• [Exercise aim]:
Update the material below by changing every "target" to "category" and leave all other text untouched.

[Dataset entries]
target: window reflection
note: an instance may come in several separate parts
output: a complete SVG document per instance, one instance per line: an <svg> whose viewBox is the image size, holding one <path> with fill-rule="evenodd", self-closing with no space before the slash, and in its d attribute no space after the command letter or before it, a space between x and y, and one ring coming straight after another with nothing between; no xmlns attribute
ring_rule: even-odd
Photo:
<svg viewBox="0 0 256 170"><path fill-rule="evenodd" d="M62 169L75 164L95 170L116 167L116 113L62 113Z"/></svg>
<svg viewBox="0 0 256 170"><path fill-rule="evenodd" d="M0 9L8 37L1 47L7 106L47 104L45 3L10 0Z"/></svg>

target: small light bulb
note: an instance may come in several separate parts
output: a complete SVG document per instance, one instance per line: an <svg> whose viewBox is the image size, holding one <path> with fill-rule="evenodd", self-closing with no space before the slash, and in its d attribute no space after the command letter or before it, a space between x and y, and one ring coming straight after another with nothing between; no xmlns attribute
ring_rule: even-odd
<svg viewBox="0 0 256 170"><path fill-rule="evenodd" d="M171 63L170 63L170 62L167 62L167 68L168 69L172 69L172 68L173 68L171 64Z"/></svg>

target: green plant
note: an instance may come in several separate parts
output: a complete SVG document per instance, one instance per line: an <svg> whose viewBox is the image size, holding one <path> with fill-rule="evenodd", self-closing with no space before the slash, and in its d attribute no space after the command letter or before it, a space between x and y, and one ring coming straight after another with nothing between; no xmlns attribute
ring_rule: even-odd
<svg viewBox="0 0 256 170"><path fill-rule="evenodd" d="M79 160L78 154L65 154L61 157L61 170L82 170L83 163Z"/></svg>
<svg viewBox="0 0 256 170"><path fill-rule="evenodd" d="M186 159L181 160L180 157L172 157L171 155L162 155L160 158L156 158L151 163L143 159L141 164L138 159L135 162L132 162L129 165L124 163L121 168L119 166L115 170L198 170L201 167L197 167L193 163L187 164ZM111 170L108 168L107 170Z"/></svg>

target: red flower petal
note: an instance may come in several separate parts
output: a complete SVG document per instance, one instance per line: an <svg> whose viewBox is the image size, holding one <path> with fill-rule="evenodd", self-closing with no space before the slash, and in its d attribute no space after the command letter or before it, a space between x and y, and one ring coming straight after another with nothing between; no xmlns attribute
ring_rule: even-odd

• [Expected output]:
category: window reflection
note: an instance may come in several separate parts
output: a complete SVG document per instance, one instance per line: an <svg> whose viewBox is the image size, holding one <path> with fill-rule="evenodd", self-closing with no space before the slash, and in its d attribute no space after the command letter or before it, a space between x and y, and one ring coming straight after another with nothing between; no xmlns attribute
ring_rule: even-odd
Photo:
<svg viewBox="0 0 256 170"><path fill-rule="evenodd" d="M62 169L75 164L95 170L116 167L116 113L62 113Z"/></svg>
<svg viewBox="0 0 256 170"><path fill-rule="evenodd" d="M0 9L8 37L1 47L7 106L47 104L45 3L10 0Z"/></svg>

category: small light bulb
note: an instance may come in several separate parts
output: a complete SVG document per instance, one instance per line: an <svg> whose viewBox is the image size, holding one <path> with fill-rule="evenodd", self-closing with no space before the slash, and in its d attribute no space after the command letter or before it, a space between x and y, and one ring coming straight after another with nothing between; no xmlns attribute
ring_rule: even-odd
<svg viewBox="0 0 256 170"><path fill-rule="evenodd" d="M171 63L170 63L170 62L167 62L167 68L168 69L172 69L172 68L173 68L171 64Z"/></svg>

category: green plant
note: an instance may come in several separate parts
output: a complete SVG document per instance, one instance per line: an <svg> whose viewBox is the image size, holding one <path> with fill-rule="evenodd", self-closing with no space before the slash, and in its d attribute no space after the command letter or before it, a space between x and y, and one ring coming straight after another with nothing between; no xmlns attribute
ring_rule: even-odd
<svg viewBox="0 0 256 170"><path fill-rule="evenodd" d="M79 160L78 154L65 154L61 157L61 170L82 170L83 163Z"/></svg>
<svg viewBox="0 0 256 170"><path fill-rule="evenodd" d="M186 159L181 160L180 157L172 157L171 155L162 155L160 158L156 158L151 163L143 159L141 164L138 159L135 162L132 162L129 165L124 163L121 168L119 166L115 170L198 170L201 167L197 167L193 163L187 164ZM111 170L108 168L107 170Z"/></svg>

category: red flower petal
note: an instance may come in several separate parts
output: a complete SVG document per instance, one instance per line: an <svg> whose viewBox is the image size, holding one <path> with fill-rule="evenodd", self-closing with no space before the slash, and in its d attribute no space after the command letter or before it, a space between x and y, and one ring coming straight after another with nothing between; no xmlns attribute
ring_rule: even-odd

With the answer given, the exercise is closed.